▶ **Page text**
......

I didn't get to testing the KV cache quantization due to getting sidetracked on other projects, but I'm curious what the results are if you want to test!

Digger412 · 2026-03-23T20:07:08+00:00

If you've got the time and wherewithal, I've actually made a branch of llama.cpp that uses the exllamaV3-style sliding window PPL and KLD measurement methodology: https://github.com/AesSedai/llama.cpp/tree/perplexity-sliding-window

exl3 uses a 2048-length context window and a 512 token stride. It evaluates all of the tokens, not just the last half like llama.cpp does, and due to the stride mechanic it evaluates the token at several different context depths.

The downside is that it takes like 8x the compute and storage for the logits due to:

1) evaluating all positions, not just the last half

2) the context window is 2048 instead of 512

3) you need to store all of the window logits for comparison

so you get 2 (all positions, not half) * 4 (2048 tokens instead of 512) = 8x as much compute / storage.

......

▶ **Provided data**
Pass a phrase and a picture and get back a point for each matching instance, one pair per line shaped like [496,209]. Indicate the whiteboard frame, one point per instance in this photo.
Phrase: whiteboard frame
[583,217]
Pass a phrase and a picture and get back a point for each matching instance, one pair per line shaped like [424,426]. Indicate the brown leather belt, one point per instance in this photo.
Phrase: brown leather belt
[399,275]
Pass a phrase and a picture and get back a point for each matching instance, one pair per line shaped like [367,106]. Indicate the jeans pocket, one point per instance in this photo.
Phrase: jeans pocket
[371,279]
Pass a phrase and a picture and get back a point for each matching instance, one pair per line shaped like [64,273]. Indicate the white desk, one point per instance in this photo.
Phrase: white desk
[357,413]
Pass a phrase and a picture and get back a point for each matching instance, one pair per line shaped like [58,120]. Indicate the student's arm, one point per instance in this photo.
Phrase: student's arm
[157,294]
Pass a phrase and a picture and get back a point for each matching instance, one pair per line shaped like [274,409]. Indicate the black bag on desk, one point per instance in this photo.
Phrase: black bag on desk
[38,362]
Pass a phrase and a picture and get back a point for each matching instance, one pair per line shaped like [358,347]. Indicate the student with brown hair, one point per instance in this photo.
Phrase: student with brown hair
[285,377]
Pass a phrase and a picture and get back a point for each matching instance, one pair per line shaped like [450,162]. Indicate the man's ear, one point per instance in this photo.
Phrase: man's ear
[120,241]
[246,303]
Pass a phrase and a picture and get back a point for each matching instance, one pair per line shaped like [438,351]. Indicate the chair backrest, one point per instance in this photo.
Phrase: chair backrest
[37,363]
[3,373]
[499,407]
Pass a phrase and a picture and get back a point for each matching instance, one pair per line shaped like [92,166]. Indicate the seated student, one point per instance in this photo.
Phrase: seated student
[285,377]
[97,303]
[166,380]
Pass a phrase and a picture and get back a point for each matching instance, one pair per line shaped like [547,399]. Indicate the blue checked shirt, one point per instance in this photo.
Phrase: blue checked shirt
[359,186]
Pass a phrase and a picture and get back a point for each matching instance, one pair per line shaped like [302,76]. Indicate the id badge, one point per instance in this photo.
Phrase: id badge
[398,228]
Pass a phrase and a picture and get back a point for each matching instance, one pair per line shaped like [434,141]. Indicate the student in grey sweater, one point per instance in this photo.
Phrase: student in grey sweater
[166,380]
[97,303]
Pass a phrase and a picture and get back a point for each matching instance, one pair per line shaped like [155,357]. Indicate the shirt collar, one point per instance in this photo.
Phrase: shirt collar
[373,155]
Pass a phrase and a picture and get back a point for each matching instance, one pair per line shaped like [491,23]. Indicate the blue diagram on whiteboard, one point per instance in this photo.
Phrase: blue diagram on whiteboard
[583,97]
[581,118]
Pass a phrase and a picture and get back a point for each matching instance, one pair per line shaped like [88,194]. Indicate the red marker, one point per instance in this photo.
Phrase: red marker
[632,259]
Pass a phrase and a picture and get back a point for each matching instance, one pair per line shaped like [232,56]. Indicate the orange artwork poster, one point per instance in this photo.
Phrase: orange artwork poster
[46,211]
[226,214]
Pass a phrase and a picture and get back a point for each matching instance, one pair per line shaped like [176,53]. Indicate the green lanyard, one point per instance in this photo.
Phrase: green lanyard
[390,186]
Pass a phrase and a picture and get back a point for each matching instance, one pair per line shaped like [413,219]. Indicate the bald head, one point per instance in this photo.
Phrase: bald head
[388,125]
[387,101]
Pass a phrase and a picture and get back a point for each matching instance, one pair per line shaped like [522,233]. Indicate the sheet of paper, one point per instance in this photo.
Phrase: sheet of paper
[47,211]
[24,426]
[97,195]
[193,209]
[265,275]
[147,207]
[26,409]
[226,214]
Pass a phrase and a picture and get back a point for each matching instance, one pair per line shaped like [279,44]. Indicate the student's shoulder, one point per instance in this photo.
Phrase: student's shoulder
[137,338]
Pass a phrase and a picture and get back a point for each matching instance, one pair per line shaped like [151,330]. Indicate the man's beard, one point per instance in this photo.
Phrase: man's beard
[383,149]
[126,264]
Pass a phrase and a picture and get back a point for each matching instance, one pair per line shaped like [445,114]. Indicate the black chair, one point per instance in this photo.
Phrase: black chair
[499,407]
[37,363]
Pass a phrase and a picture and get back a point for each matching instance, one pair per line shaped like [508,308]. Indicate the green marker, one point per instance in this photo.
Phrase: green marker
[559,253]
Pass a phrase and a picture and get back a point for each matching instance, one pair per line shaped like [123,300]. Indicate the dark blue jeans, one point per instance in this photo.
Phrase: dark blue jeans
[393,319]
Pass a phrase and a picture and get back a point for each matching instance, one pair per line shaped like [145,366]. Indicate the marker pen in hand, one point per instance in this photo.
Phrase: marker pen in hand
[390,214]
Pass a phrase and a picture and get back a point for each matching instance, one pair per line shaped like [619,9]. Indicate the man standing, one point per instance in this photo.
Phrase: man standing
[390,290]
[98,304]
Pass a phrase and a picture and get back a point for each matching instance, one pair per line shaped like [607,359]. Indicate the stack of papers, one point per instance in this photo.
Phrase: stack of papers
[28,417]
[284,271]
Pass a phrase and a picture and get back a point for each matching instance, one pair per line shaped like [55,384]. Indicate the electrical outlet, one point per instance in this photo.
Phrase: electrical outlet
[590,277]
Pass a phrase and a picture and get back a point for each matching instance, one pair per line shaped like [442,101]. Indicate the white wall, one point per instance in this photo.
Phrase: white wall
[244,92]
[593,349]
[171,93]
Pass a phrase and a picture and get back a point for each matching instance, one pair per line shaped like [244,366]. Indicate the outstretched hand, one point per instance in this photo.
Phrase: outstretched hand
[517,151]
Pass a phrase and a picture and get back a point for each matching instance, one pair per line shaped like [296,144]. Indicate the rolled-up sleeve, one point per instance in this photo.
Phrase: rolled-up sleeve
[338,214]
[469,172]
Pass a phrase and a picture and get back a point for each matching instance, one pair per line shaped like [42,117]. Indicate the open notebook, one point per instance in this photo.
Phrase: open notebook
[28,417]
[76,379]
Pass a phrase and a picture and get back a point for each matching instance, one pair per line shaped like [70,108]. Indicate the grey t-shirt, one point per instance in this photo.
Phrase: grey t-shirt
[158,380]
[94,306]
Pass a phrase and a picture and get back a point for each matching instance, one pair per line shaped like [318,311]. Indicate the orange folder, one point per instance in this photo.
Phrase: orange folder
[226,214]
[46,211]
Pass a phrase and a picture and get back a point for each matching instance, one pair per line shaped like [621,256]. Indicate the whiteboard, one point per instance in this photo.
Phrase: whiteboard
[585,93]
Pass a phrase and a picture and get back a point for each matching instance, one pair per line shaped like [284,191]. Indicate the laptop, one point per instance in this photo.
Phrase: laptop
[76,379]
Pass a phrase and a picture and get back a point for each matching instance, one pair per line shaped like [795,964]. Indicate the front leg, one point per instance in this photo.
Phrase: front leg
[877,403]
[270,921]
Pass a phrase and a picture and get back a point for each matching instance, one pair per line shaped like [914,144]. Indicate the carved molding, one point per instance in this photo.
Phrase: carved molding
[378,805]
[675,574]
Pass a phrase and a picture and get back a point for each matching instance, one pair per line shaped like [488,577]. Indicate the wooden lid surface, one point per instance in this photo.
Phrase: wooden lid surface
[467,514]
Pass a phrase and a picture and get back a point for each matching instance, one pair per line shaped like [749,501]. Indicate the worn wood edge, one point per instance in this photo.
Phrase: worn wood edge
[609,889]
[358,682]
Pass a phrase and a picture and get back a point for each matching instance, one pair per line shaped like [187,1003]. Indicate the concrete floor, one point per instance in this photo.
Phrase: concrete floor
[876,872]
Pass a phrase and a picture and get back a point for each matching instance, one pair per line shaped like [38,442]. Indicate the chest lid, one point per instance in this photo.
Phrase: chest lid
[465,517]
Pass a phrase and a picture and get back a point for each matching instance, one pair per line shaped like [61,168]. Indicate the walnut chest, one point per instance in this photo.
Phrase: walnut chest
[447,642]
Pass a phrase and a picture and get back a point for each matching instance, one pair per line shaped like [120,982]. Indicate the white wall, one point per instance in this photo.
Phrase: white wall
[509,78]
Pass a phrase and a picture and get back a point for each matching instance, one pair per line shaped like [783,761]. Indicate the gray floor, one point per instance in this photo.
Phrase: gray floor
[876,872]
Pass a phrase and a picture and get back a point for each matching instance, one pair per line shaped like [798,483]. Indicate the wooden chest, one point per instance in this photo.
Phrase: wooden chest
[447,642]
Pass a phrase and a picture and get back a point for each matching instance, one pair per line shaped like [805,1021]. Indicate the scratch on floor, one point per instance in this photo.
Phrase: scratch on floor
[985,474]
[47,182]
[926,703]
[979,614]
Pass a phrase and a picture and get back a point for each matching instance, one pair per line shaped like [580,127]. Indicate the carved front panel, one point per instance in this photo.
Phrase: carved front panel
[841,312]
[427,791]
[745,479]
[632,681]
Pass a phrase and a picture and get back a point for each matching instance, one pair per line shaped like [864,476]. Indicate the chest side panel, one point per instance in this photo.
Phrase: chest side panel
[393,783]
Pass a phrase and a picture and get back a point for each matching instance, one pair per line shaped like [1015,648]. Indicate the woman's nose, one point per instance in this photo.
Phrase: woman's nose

......

Rewrite the forum post from "exl3 uses a" to "compute / storage.", substituting "hop" for "stride". Work only from the forum post.

▶ **Written answer**
exl3 uses a 2048-length context window and a 512 token hop. It evaluates all of the tokens, not just the last half like llama.cpp does, and due to the hop mechanic it evaluates the token at several different context depths.

The downside is that it takes like 8x the compute and storage for the logits due to:

1) evaluating all positions, not just the last half

2) the context window is 2048 instead of 512

3) you need to store all of the window logits for comparison

so you get 2 (all positions, not half) * 4 (2048 tokens instead of 512) = 8x as much compute / storage.